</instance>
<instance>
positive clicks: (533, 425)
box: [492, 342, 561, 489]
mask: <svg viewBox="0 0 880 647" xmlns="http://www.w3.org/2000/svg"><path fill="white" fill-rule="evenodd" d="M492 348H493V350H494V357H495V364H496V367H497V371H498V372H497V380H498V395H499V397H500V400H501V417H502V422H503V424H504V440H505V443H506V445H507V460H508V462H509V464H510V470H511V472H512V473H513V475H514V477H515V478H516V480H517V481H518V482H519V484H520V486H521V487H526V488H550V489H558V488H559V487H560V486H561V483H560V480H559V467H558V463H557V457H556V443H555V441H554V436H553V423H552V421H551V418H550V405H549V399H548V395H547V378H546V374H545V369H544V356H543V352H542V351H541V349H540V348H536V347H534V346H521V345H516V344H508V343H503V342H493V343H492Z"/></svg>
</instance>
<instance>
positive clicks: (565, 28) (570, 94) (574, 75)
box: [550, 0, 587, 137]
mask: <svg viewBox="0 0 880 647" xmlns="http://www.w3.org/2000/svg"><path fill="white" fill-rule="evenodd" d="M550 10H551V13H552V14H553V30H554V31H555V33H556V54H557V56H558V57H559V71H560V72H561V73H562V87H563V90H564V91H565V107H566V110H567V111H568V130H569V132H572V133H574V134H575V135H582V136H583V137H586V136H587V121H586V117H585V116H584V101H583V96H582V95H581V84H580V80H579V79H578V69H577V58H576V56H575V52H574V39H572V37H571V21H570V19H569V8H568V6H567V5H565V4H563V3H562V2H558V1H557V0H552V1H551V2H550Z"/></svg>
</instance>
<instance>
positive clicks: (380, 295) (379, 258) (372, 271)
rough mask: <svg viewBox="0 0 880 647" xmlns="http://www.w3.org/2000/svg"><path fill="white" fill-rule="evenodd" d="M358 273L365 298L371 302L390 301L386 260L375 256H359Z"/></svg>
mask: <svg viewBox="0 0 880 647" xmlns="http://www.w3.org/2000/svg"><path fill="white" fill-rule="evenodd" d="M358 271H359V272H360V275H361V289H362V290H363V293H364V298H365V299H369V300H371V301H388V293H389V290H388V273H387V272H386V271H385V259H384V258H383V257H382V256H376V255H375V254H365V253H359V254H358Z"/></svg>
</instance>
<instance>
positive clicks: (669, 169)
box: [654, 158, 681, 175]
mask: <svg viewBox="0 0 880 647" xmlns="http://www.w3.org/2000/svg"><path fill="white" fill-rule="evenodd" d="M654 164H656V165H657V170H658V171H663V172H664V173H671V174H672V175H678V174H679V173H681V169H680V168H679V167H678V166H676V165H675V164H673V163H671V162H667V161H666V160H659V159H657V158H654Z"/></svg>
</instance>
---
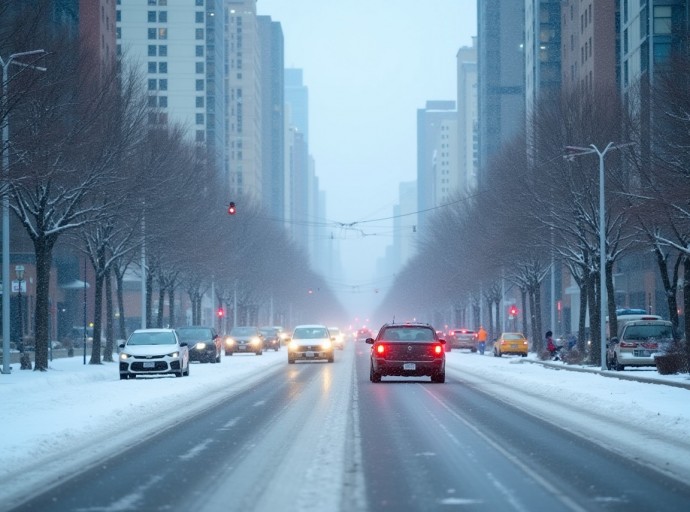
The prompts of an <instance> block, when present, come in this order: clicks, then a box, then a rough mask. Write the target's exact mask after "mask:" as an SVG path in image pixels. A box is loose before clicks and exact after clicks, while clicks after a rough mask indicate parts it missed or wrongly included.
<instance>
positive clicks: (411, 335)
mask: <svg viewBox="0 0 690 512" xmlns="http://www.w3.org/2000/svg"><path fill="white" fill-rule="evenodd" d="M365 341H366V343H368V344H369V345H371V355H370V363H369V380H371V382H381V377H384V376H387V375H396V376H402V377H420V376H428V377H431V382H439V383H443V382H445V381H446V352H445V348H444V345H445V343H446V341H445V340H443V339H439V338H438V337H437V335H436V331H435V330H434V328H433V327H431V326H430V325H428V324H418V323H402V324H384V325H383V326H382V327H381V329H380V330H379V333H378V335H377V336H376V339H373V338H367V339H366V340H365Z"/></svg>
* * *
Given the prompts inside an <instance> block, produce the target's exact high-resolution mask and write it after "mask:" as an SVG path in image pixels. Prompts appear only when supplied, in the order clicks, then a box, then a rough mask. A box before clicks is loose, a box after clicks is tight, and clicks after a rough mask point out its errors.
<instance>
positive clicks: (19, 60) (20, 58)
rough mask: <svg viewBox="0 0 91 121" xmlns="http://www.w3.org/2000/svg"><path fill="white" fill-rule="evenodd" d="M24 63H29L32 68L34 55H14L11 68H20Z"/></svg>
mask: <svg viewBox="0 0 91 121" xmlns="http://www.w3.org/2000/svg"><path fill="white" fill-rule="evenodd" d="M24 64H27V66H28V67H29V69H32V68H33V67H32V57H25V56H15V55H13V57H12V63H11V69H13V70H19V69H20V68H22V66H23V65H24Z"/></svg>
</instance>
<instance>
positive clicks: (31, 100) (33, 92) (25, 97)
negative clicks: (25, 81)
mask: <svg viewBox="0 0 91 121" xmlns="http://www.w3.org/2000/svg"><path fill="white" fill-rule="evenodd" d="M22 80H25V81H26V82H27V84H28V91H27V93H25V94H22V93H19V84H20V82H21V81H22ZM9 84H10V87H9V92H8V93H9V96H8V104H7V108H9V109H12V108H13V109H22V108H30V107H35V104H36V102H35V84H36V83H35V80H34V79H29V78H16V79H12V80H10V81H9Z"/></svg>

* Aim of the task
Identify every line in the entries above that contains the word "when", and copy each of those lines in full, treating uppercase and lowercase as different.

* Solution for this task
The prompts of an <instance> block, when present, come in this order: clicks, then a box, then a rough mask. Write the target's exact mask after "mask:" as an SVG path in image pixels. A box is loose before clicks and exact after clicks, while clicks after a rough mask indicate parts it missed or wrongly included.
Given the prompts inside an <instance> block, produce the target's exact high-resolution mask and write it after "mask:" as an SVG path in image pixels. Prompts appear only when supplied, in the order clicks, then a box, then a rough mask. A box before clicks is loose, a box after clicks is tight, and clicks after a rough mask point out its errors.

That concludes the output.